Source:
-=-=-=-=-

6. The Diluent Supply Chain

The mass balance above describes one fractionator. Alberta operates roughly 900 active gas processing plants, and more than 600 of them recover pentanes-plus fractions (Alberta Energy Regulator 2025). The aggregate condensate output of those plants — gathered by NGL liquids pipelines (sometimes called feeder lines or Y-grade lines), transported to fractionators at Fort Saskatchewan or other hubs, processed through the debutanizer cascade, and then re-routed by condensate pipeline toward Hardisty — constitutes the primary domestic diluent supply.

The journey involves several separate pipeline systems:

Y-grade gathering lines collect mixed NGL from gas plants across the WCSB and transport it to fractionation hubs. Pembina Pipeline’s networks in the Drayton Valley region, the Peace Pipeline system, and Alberta Energy Company’s gathering systems handle the bulk of this movement. Y-grade travels as a pressurised liquid — it contains enough light components (ethane, propane) to flash to vapor at ambient conditions and must be maintained above its bubble point throughout transport.

Condensate pipelines from fractionators to Hardisty carry the debutanizer bottoms product southward and eastward to the blending hub. The Enbridge system includes condensate-carrying segments within the Mainline right-of-way. Pembina and others operate dedicated condensate lines in the Fort Saskatchewan–Edmonton corridor.

-=-=-=-=-

Provided information:

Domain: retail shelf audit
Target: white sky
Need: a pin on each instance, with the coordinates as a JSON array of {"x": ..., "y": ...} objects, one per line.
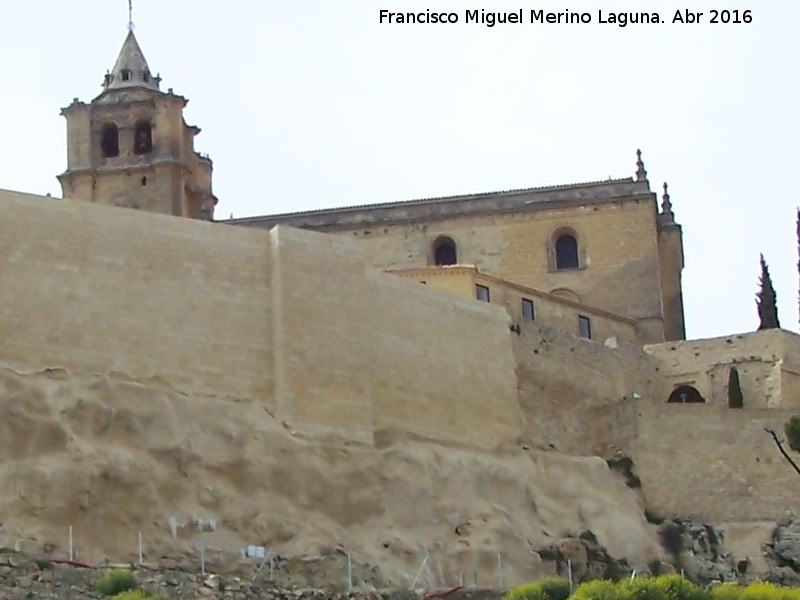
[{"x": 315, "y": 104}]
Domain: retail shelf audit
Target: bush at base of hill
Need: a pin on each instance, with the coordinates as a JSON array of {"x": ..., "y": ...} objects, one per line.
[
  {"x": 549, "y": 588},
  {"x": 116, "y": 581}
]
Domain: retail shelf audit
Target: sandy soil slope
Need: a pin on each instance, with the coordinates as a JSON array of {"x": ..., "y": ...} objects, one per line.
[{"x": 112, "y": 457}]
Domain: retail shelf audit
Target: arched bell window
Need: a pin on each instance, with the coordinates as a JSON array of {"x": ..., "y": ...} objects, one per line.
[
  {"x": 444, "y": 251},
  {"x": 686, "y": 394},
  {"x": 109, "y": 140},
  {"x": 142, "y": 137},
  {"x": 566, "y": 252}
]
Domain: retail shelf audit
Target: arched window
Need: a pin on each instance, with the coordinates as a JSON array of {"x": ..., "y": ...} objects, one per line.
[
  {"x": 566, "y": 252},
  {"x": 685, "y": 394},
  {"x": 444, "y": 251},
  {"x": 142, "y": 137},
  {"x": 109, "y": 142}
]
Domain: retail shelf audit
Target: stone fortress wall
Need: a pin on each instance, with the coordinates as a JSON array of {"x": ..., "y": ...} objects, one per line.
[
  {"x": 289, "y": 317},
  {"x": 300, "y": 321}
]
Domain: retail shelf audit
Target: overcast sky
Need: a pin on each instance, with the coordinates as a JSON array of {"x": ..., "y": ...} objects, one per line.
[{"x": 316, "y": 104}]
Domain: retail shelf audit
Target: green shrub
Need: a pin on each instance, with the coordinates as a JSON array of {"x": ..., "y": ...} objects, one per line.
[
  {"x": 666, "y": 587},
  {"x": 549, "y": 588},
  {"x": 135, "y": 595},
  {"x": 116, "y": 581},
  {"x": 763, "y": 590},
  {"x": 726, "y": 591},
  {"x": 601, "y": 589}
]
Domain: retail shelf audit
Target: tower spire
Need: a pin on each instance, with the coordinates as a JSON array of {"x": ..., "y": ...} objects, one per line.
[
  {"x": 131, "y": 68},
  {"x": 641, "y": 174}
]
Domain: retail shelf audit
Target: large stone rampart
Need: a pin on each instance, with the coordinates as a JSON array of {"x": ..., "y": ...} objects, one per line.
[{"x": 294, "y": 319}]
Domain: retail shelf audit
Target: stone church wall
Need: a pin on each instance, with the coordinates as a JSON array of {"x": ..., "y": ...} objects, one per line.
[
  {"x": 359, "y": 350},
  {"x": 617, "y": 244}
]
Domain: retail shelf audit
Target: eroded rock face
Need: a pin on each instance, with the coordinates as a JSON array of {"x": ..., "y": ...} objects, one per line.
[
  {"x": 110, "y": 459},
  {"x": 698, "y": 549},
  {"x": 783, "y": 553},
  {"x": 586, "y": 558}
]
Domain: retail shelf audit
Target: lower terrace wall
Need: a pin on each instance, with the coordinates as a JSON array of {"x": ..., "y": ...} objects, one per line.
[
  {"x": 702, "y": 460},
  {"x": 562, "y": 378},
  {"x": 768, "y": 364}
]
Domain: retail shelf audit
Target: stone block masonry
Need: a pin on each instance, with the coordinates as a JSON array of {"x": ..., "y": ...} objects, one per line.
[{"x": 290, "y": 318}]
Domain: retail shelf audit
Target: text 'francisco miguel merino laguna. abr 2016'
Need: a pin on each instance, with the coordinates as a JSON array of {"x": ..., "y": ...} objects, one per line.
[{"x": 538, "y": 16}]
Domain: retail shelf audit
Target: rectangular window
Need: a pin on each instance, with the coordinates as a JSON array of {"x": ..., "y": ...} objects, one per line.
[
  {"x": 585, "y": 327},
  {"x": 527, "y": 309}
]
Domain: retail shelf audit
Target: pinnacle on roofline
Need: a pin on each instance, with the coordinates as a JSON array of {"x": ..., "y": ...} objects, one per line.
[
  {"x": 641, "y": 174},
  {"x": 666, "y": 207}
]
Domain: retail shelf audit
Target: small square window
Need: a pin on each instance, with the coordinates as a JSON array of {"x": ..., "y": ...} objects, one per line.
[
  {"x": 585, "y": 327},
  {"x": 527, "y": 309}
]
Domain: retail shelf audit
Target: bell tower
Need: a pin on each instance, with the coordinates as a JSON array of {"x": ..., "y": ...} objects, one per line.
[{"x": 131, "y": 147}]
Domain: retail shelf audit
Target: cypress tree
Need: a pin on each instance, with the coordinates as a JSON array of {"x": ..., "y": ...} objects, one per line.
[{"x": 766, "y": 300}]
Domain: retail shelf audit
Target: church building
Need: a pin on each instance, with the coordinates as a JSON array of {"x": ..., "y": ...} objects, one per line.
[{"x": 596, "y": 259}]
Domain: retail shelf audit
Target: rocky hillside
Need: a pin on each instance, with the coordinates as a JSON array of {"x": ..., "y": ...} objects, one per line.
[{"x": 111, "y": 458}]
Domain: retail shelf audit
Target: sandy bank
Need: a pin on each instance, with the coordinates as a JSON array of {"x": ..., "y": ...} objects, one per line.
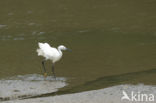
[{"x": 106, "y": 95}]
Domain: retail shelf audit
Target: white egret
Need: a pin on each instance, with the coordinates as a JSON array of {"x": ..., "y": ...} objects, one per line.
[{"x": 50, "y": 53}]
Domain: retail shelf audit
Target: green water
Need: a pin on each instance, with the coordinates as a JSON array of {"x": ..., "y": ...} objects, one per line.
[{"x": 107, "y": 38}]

-=-=-=-=-

Task set:
a. Name every company that the diluent supply chain section says runs pipelines or gathering systems.
b. In the diluent supply chain section, what must Y-grade be kept above throughout transport?
The rows have no role in this work.

Solutions to the exercise:
a. Pembina Pipeline, Alberta Energy Company, Enbridge

b. Its bubble point.